§ YOUR TASK
Locate every line in the listing below that contains the word "foliage", and copy each such line in full.

[Data listing]
------------------------------------

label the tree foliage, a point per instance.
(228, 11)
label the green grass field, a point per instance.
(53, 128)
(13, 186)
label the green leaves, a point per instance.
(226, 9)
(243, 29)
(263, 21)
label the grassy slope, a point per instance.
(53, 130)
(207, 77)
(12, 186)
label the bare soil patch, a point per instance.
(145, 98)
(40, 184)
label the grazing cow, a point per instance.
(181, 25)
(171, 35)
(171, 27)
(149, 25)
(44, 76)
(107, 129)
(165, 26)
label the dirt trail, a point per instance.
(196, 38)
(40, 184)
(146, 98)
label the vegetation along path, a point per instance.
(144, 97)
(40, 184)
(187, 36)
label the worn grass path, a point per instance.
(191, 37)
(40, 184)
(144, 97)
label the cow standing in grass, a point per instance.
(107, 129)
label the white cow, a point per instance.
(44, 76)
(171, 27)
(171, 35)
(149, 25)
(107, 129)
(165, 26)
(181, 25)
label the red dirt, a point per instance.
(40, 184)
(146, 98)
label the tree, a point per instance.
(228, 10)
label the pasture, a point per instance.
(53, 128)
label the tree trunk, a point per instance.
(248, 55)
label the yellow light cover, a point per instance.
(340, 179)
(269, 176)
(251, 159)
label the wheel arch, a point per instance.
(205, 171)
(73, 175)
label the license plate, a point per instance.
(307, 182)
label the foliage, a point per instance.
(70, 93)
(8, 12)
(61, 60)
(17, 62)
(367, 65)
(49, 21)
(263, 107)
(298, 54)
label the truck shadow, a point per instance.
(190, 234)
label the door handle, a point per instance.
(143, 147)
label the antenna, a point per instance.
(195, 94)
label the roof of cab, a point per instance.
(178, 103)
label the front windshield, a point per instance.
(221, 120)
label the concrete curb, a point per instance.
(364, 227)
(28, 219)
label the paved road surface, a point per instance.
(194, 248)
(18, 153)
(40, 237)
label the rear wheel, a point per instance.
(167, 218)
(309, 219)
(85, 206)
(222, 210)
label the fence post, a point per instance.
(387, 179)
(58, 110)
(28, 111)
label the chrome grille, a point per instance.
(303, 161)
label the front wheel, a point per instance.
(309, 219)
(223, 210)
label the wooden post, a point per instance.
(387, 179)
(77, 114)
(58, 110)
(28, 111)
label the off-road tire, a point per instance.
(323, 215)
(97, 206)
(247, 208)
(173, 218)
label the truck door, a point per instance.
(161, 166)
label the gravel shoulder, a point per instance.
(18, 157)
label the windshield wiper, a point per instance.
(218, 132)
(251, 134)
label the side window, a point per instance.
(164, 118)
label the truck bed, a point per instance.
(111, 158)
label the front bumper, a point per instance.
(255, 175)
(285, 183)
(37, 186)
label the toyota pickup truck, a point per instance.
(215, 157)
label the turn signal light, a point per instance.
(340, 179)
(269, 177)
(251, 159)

------------------------------------

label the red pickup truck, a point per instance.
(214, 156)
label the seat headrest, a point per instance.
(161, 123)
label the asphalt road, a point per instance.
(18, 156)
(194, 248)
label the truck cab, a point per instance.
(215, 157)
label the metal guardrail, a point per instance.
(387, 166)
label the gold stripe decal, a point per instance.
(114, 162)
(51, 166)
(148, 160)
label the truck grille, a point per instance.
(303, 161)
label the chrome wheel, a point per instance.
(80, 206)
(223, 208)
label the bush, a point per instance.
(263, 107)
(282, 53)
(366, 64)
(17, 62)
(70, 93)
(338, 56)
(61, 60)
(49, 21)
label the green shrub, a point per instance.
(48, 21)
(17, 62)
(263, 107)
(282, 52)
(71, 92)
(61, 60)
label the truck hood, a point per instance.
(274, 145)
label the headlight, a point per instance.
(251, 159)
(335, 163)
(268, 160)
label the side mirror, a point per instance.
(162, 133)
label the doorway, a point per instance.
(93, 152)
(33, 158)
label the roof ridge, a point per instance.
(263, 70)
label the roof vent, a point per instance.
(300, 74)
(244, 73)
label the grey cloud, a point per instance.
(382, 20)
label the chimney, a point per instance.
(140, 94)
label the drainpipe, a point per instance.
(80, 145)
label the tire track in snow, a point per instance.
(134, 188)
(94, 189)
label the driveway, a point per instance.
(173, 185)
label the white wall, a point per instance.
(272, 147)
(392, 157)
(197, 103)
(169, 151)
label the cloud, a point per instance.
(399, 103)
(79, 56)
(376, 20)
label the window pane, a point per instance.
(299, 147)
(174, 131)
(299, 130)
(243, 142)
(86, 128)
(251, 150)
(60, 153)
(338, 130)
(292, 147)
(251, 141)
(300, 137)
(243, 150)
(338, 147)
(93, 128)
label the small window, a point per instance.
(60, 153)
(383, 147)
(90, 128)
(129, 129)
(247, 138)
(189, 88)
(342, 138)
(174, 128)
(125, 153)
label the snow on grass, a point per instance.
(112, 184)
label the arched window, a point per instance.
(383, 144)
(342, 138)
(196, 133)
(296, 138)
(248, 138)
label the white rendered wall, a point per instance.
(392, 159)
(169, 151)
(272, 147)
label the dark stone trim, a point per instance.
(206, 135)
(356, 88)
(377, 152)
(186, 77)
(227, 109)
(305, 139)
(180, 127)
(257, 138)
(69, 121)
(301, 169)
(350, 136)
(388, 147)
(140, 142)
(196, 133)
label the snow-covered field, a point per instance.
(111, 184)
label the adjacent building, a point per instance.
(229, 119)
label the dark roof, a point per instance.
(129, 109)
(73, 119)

------------------------------------

§ RESULT
label the tree foliage, a point per instance.
label the foliage, a point per instance.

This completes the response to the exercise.